## PROBLEM TO WORK ON
Go through the listing and write out all of it exactly.
=== Section Start ===
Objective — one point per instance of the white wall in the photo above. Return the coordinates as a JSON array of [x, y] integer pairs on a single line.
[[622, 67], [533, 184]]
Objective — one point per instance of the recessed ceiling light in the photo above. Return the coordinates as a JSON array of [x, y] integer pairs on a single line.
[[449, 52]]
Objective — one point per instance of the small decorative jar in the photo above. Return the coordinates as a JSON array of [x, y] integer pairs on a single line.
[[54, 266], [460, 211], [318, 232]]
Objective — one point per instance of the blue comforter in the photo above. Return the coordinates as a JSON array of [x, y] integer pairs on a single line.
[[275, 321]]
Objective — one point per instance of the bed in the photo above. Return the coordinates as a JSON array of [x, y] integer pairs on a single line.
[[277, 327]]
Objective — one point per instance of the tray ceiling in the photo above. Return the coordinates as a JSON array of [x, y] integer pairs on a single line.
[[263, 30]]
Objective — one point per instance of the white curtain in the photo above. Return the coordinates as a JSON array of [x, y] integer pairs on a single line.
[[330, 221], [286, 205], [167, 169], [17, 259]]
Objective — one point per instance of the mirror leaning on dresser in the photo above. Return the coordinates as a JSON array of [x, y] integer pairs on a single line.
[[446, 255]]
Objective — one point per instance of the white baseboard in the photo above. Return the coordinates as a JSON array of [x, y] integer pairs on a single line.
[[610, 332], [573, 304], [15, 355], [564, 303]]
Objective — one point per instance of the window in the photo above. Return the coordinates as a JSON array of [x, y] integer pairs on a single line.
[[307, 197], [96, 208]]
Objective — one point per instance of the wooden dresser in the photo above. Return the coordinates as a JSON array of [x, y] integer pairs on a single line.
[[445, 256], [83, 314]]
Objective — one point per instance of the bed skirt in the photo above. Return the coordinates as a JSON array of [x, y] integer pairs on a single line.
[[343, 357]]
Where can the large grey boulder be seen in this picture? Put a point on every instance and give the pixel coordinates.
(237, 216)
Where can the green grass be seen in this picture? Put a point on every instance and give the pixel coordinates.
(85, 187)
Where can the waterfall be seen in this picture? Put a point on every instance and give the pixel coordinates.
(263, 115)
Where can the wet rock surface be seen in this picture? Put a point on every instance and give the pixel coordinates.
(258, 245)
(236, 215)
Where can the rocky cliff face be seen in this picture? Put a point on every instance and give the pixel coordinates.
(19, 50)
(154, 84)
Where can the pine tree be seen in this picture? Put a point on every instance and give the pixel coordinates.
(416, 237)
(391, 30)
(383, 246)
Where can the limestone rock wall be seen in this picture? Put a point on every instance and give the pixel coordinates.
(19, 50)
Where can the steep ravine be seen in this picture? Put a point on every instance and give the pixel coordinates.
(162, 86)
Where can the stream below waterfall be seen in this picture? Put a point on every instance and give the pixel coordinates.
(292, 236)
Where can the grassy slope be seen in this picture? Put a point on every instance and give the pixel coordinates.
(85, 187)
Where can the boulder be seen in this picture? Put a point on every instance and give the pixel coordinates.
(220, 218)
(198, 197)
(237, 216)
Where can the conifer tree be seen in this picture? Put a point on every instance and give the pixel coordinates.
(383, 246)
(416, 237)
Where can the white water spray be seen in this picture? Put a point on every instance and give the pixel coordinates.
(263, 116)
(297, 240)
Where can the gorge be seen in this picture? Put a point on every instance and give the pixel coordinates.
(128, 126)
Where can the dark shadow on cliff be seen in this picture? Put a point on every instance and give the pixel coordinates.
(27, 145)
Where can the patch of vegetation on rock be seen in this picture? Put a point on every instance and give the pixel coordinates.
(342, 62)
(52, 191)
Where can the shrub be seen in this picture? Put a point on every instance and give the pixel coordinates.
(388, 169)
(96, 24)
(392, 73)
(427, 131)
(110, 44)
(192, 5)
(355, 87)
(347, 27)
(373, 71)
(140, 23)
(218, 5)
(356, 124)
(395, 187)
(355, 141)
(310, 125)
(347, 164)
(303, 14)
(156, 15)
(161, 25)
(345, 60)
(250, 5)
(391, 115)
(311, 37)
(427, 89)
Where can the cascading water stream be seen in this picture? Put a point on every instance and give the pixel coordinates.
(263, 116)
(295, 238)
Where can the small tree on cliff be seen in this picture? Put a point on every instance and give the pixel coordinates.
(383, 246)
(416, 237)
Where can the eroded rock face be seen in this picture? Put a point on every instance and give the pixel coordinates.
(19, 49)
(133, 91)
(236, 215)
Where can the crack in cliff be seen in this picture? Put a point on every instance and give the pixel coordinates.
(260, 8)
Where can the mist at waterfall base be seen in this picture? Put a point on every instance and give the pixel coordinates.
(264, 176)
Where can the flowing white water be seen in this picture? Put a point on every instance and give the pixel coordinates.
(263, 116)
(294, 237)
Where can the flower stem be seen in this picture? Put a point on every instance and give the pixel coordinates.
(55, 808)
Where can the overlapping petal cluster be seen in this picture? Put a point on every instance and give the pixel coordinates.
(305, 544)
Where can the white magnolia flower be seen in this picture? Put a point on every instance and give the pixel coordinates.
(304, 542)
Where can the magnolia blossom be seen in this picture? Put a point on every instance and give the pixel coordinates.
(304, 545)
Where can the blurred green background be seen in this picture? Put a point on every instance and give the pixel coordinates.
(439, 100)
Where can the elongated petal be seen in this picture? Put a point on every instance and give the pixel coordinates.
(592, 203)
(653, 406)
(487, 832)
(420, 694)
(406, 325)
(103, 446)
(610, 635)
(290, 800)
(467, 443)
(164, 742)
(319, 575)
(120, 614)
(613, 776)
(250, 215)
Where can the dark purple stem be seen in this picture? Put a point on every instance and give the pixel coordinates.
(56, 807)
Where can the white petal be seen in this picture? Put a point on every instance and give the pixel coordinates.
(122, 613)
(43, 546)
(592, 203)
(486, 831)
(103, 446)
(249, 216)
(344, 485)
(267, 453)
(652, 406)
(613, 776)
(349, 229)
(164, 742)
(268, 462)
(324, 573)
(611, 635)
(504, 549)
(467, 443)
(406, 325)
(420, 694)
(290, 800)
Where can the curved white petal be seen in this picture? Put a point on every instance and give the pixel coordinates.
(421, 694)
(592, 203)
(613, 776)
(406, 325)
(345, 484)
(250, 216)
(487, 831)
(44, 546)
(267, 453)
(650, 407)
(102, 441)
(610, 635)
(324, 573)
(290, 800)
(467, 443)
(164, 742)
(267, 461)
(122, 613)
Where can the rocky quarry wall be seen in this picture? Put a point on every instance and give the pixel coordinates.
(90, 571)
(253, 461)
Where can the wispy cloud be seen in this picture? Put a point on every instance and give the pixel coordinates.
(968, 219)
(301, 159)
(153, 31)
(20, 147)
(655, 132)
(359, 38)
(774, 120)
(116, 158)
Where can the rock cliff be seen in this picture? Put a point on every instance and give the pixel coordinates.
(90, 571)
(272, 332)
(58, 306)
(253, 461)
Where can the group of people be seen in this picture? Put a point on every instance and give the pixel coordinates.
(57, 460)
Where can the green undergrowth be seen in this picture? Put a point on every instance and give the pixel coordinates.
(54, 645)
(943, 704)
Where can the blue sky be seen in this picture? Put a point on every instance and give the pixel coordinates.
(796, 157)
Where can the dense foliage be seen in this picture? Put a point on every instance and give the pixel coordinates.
=== Section End ===
## REPLY
Objective — one point per instance of the white wall in the photo above. Return the coordinates as a JSON array of [x, y] integer pairs on a single line.
[[622, 67], [533, 184]]
Objective — one point per instance of the recessed ceiling light in the photo above. Return the coordinates as a JSON array of [x, y] integer pairs on a single line.
[[449, 52]]
Objective — one point per instance of the small decorative jar in the photo above. Return the coordinates as a JSON array of [x, y] integer pairs on a single line.
[[54, 266], [460, 211], [318, 232]]
Objective — one point per instance of the blue comforter in the photo above. Return the coordinates as a JSON array of [x, y] integer pairs on a single line.
[[275, 321]]
Objective — one point per instance of the bed in the photo above. Return the coordinates as a JSON array of [x, y] integer pairs on a single line.
[[277, 327]]
Objective — one point per instance of the tray ceiling in the photo above. Return the coordinates as a JSON array of [x, y] integer pairs on a single line.
[[263, 30]]
Objective — one point per instance of the white curtain in the photo above. Return the coordinates as a JSON array of [x, y] integer pairs on a single line.
[[330, 221], [286, 205], [167, 169], [17, 259]]
Objective — one point per instance of the mirror leaning on dresser in the photo above. Return the coordinates as a JSON array of [x, y] integer pairs on a single line.
[[446, 255]]
Objective — one point per instance of the white baseboard in the photo above. Return the coordinates as a JSON array of [x, y] integer pairs on a single line.
[[610, 332], [573, 304], [15, 355], [564, 303]]
Objective — one point per instance of the window in the photo above. Return the coordinates as a JSON array of [x, y] integer pairs on a single line.
[[307, 197], [96, 208]]
Objective — one point per instance of the wooden dresser in the photo above. Return the coordinates as a JSON array of [x, y] integer pairs on a single line.
[[445, 256], [83, 314]]
Objective — one point per instance of the bed skirt in the photo above. Return the coordinates as a JSON array of [x, y] integer pairs on a single line.
[[343, 357]]
Where can the large grey boulder be seen in this picture? Put a point on every instance and give the pixel coordinates.
(237, 216)
Where can the green grass be seen in this picture? Put a point on every instance and give the pixel coordinates.
(85, 187)
Where can the waterfall be seen in this picture? Put a point on every instance and give the pixel coordinates.
(263, 115)
Where can the wet rock surface be seen in this picture? Put a point on every instance and give the pixel coordinates.
(258, 245)
(236, 215)
Where can the rocky cliff face be seen in this picture? Put a point on every instance and give the pixel coordinates.
(19, 50)
(154, 84)
Where can the pine tree be seen in this picture? Put a point on every instance and give the pixel coordinates.
(416, 237)
(391, 30)
(383, 246)
Where can the limestone rock wall be seen in this picture? Put a point on every instance and give the pixel coordinates.
(19, 50)
Where can the steep ravine be seen in this picture? Put a point on every instance and give the pixel coordinates.
(162, 86)
Where can the stream below waterfall be seen in this picture? Put a point on every instance and give the pixel coordinates.
(292, 236)
Where can the grassy slope be seen in this picture? Put a point on every instance and give the pixel coordinates.
(85, 187)
Where can the boulder be seen in this picture? Put a point on every instance and give the pixel coordinates.
(220, 218)
(198, 197)
(237, 216)
Where can the conifer tree be seen in this picture? Put a point on every instance and give the pixel coordinates.
(383, 246)
(416, 237)
Where can the white water spray be seen in this picture? Put a point on every instance and give the pixel coordinates.
(263, 116)
(297, 240)
Where can the gorge be seen in this picture? Put a point on every instance and give the pixel coordinates.
(128, 126)
Where can the dark shadow on cliff be seen in this picture? Put a point on every instance and give the pixel coordinates.
(27, 145)
Where can the patch of vegetation on rock be seen in this picture? Put a point on every instance and give the pixel coordinates.
(342, 62)
(52, 191)
Where can the shrub be seen in this picture? Put a point on every instance and give the pixel coordinates.
(388, 169)
(96, 24)
(392, 73)
(427, 131)
(110, 44)
(192, 5)
(355, 87)
(347, 27)
(373, 71)
(140, 23)
(218, 5)
(356, 124)
(395, 187)
(355, 141)
(310, 125)
(347, 164)
(303, 14)
(156, 15)
(161, 25)
(345, 60)
(250, 5)
(391, 115)
(311, 37)
(427, 89)
Where can the cascading water stream be seen in this picture? Put a point on every instance and give the pixel coordinates.
(263, 116)
(295, 238)
Where can the small tree on cliff be seen in this picture? Put a point on every instance and give the pixel coordinates.
(383, 246)
(416, 237)
Where can the eroded rock face be seen in this picture? Put a point on every instance and give the pixel coordinates.
(19, 49)
(133, 91)
(236, 215)
Where can the crack in cliff be seen in this picture? Put a point on every instance and give the pixel coordinates.
(260, 8)
Where can the mist at waterfall base be seen in this picture? Put a point on every instance and give the pixel coordinates.
(264, 176)
Where can the flowing white water be seen in this picture? Put a point on every instance and give the pixel coordinates.
(263, 116)
(294, 237)
Where can the flower stem be seen in this picture? Put a point on every instance and give the pixel coordinates.
(55, 808)
Where can the overlapping petal cluster be seen in this picture? Put a point on every instance and give the pixel coordinates.
(305, 544)
Where can the white magnolia flower be seen in this picture? Put a point on every instance and give the pixel coordinates.
(304, 542)
Where can the magnolia blossom be seen in this picture? Put a point on every instance and give the pixel coordinates.
(304, 545)
Where can the blurred green background be seen in this picture? Put a point on every instance and give the pixel coordinates.
(439, 100)
Where can the elongated petal be seen in this picture? Put a point on every instance and give the pixel coordinates.
(592, 203)
(653, 406)
(487, 832)
(420, 694)
(406, 325)
(103, 446)
(610, 635)
(290, 800)
(467, 443)
(164, 742)
(319, 575)
(120, 614)
(613, 776)
(250, 215)
Where can the dark purple stem be seen in this picture? Put a point on every instance and give the pixel coordinates.
(56, 807)
Where can the white petal be seen in this picture? Put a point on every instance and give the pixel coordinates.
(122, 613)
(43, 546)
(592, 203)
(486, 831)
(103, 446)
(249, 216)
(344, 485)
(267, 453)
(652, 406)
(613, 776)
(349, 229)
(164, 742)
(268, 462)
(324, 573)
(611, 635)
(504, 549)
(467, 443)
(406, 325)
(420, 694)
(290, 800)
Where can the curved white petal be seen in this picture? Put a point on every instance and give the pixel coordinates.
(421, 694)
(592, 203)
(613, 776)
(406, 325)
(345, 484)
(250, 216)
(487, 831)
(44, 546)
(267, 453)
(650, 407)
(102, 441)
(610, 635)
(324, 573)
(290, 800)
(467, 443)
(164, 742)
(267, 461)
(122, 613)
Where can the rocky quarry wall be seen in this picture? Put a point on every instance and give the pixel coordinates.
(90, 571)
(253, 461)
Where can the wispy cloud be seen in this picture? Put a point on every instance and give the pixel coordinates.
(968, 219)
(301, 159)
(153, 31)
(20, 147)
(655, 132)
(359, 38)
(774, 120)
(116, 158)
Where can the rock cliff be seen in this picture? Put a point on every instance and give the pixel coordinates.
(90, 571)
(272, 332)
(58, 306)
(253, 461)
Where can the group of people be seen in this picture? Put a point on every instance and give the pixel coordinates.
(57, 460)
Where can the green undergrowth be seen in this picture? Put a point on every instance and give the pixel coordinates.
(54, 645)
(943, 704)
Where can the blue sky be seen in this picture? Put a point on every instance and give the pixel coordinates.
(796, 157)
Where can the dense foliage be seen in this picture? Put a point on every instance and give the pixel coordinates.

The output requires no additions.